## BRIEF
Return, character for character, the lines of the material below from the line containing "Each instance of the saddle" down to the line containing "[[179, 15], [185, 34], [251, 11]]", including both end lines and nothing else.

## LISTED RECORDS

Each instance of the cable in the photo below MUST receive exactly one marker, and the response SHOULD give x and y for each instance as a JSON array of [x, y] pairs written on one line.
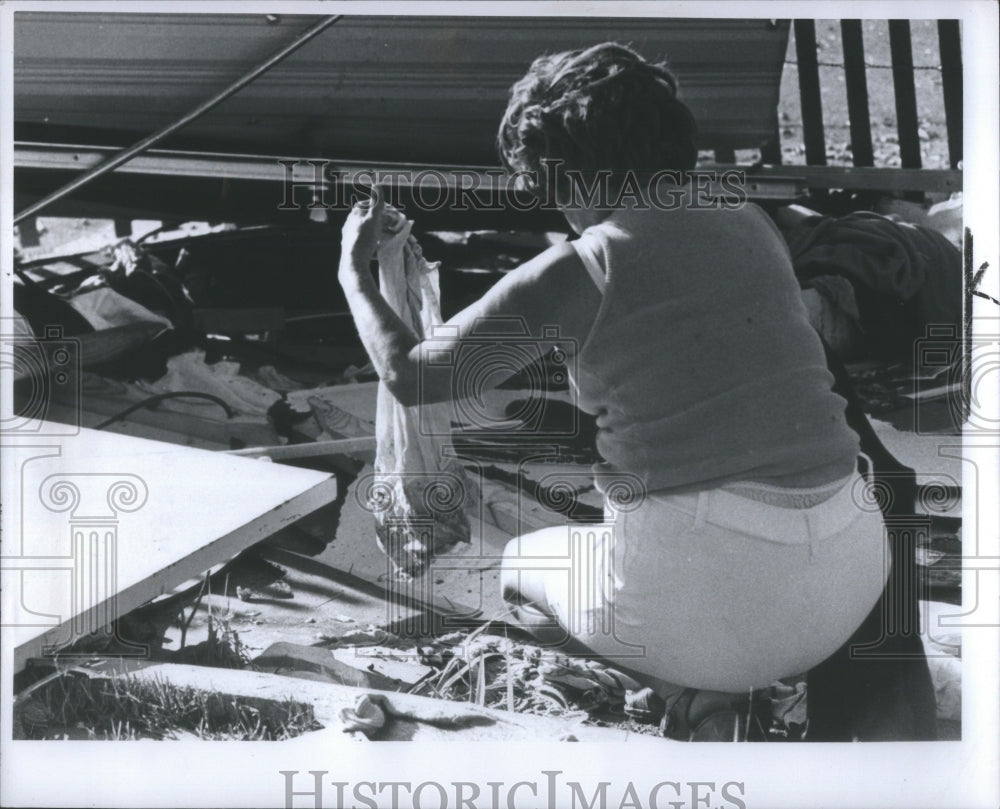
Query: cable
[[159, 397]]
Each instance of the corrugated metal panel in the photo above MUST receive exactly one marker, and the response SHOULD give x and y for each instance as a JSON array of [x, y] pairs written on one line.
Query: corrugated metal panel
[[423, 89]]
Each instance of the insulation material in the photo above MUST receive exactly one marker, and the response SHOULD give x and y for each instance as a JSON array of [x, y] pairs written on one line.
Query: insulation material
[[421, 497]]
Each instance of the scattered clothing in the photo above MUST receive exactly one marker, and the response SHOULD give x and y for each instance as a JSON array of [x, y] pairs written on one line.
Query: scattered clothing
[[420, 497], [905, 277]]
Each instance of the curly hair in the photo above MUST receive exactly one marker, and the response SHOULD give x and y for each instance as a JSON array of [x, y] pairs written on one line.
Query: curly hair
[[599, 108]]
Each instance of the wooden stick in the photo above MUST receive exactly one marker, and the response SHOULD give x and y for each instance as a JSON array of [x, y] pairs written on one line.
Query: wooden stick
[[336, 446]]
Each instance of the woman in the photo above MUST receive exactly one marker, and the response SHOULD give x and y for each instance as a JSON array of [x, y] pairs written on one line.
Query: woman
[[748, 554]]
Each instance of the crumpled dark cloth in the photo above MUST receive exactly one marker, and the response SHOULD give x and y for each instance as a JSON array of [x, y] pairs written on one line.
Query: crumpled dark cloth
[[906, 277]]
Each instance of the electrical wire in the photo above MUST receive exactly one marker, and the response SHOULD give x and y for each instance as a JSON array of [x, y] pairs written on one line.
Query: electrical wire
[[159, 397]]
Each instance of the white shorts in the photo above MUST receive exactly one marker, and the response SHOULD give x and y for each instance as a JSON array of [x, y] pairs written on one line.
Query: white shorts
[[717, 590]]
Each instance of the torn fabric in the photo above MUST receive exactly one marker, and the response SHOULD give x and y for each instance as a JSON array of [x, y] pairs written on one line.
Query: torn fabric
[[421, 497]]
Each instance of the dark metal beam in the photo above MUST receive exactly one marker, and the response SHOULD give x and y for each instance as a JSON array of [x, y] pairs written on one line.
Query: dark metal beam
[[950, 44], [857, 92], [127, 154], [901, 48], [809, 92]]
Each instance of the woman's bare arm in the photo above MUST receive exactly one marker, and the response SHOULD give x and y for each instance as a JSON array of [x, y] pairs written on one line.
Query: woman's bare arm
[[550, 291]]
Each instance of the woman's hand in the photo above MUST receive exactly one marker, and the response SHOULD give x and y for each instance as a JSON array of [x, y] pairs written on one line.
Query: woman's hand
[[362, 231]]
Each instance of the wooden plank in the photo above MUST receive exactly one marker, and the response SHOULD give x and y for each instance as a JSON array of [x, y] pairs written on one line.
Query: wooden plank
[[857, 92], [950, 44], [809, 92], [110, 522]]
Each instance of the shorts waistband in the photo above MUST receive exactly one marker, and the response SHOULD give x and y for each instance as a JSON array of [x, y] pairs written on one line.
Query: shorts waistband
[[775, 523]]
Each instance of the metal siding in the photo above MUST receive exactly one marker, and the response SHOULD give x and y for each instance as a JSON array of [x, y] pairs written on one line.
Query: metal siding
[[428, 89]]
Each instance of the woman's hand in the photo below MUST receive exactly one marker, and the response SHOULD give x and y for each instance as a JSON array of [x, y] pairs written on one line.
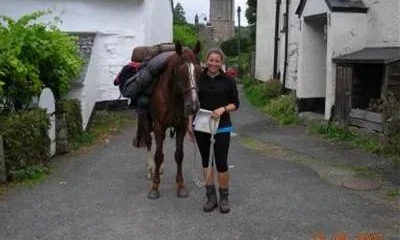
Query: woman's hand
[[189, 129], [218, 112]]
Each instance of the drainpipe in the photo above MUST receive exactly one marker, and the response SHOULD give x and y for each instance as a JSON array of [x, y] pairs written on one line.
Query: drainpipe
[[276, 41], [286, 46]]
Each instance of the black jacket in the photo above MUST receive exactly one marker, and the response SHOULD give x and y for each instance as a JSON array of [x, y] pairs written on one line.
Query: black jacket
[[218, 92]]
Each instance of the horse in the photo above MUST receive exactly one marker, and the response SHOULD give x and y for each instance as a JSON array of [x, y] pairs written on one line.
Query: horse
[[174, 99]]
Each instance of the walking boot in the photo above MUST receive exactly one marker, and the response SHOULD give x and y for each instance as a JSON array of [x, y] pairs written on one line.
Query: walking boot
[[224, 200], [212, 202]]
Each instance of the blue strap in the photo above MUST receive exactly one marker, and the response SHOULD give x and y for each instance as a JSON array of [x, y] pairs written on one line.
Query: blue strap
[[225, 129]]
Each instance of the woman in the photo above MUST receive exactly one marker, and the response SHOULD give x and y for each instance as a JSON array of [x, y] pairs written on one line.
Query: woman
[[218, 93]]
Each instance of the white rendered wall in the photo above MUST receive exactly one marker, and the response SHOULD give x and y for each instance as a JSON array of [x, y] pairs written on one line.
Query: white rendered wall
[[312, 82], [265, 40], [383, 23], [346, 33]]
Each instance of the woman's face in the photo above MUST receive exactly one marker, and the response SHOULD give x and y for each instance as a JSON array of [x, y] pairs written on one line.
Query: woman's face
[[214, 63]]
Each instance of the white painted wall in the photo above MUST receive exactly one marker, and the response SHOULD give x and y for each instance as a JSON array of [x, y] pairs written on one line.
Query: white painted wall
[[314, 7], [312, 81], [293, 45], [346, 33], [120, 25], [265, 39], [383, 23]]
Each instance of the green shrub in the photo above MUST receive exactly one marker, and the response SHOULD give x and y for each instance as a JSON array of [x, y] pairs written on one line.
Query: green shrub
[[244, 63], [70, 110], [26, 142], [261, 93], [34, 55], [340, 133], [283, 109], [230, 46]]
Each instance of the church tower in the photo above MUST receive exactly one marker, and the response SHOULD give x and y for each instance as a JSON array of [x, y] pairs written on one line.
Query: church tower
[[222, 18]]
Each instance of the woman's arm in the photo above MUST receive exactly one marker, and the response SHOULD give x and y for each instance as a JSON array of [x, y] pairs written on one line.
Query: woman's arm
[[233, 102]]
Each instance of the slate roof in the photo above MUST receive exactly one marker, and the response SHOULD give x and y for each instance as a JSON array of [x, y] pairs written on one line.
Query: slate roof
[[385, 55], [356, 6]]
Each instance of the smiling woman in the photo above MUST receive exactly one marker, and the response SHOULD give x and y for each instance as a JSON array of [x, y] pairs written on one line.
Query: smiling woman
[[218, 94]]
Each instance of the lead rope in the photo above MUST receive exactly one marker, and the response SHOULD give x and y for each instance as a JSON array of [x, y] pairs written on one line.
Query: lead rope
[[196, 173]]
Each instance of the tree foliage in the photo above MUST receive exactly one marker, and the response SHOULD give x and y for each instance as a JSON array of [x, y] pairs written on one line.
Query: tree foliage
[[185, 34], [179, 15], [230, 46], [251, 11], [34, 55], [251, 15]]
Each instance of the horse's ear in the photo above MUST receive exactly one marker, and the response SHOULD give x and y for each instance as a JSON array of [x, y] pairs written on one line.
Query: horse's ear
[[178, 48], [197, 48]]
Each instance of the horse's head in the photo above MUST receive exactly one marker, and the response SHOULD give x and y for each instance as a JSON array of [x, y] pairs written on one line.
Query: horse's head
[[186, 72]]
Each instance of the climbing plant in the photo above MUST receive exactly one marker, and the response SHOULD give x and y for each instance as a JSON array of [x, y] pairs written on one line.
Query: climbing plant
[[34, 55]]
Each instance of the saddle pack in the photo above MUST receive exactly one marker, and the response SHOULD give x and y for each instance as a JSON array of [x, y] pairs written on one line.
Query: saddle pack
[[138, 77]]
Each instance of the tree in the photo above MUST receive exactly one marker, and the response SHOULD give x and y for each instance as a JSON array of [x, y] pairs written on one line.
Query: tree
[[179, 15], [185, 34], [251, 11]]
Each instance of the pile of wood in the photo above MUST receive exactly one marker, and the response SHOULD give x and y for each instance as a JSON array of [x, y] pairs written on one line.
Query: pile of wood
[[376, 105]]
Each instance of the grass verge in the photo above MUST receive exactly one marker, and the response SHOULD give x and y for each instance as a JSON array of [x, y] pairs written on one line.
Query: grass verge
[[103, 125]]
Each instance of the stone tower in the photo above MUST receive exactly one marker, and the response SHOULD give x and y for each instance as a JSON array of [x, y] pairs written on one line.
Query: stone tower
[[222, 18]]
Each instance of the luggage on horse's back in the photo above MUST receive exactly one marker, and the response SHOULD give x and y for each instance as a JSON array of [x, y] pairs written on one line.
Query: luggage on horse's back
[[144, 53], [138, 82]]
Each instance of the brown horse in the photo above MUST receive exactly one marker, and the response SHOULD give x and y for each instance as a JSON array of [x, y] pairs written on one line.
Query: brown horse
[[174, 99]]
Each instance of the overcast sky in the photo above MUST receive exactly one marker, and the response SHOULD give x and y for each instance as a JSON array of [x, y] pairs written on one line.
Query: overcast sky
[[203, 7]]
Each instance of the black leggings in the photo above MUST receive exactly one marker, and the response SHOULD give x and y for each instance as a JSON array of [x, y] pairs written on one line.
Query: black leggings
[[221, 148]]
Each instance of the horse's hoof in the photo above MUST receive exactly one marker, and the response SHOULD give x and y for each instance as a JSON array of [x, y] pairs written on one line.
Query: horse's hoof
[[149, 176], [154, 194], [182, 193]]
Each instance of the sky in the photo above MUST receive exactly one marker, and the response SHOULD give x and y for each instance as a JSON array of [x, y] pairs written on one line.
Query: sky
[[200, 7]]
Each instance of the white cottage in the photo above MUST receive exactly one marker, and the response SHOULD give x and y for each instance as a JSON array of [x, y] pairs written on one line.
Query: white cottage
[[303, 47], [108, 31]]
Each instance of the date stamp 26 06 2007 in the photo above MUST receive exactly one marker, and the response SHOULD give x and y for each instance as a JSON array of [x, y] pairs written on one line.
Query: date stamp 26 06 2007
[[344, 236]]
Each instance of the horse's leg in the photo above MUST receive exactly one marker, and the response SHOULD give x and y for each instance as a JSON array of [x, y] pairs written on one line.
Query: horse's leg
[[159, 135], [181, 190]]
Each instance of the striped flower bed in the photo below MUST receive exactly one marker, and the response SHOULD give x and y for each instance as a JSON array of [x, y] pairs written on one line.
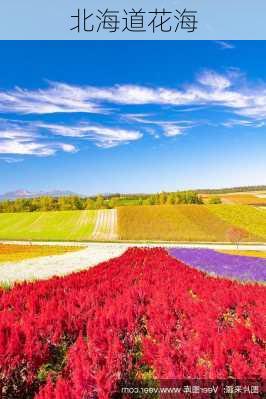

## RESULT BELOW
Each instance of the saddle pack in the photo above MUST receive exactly one marker, and the response SHOULD give x and y for each instance as a JSON array of [x, y] pairs written on one line.
Query: saddle pack
[[138, 77]]
Each instance of the tree in the photo above MUST receive exactly one marker, and the response SHOULD give x and y for each instance as a JSON array of [x, y] pairs written on one line.
Query: tree
[[179, 15], [185, 34], [251, 11]]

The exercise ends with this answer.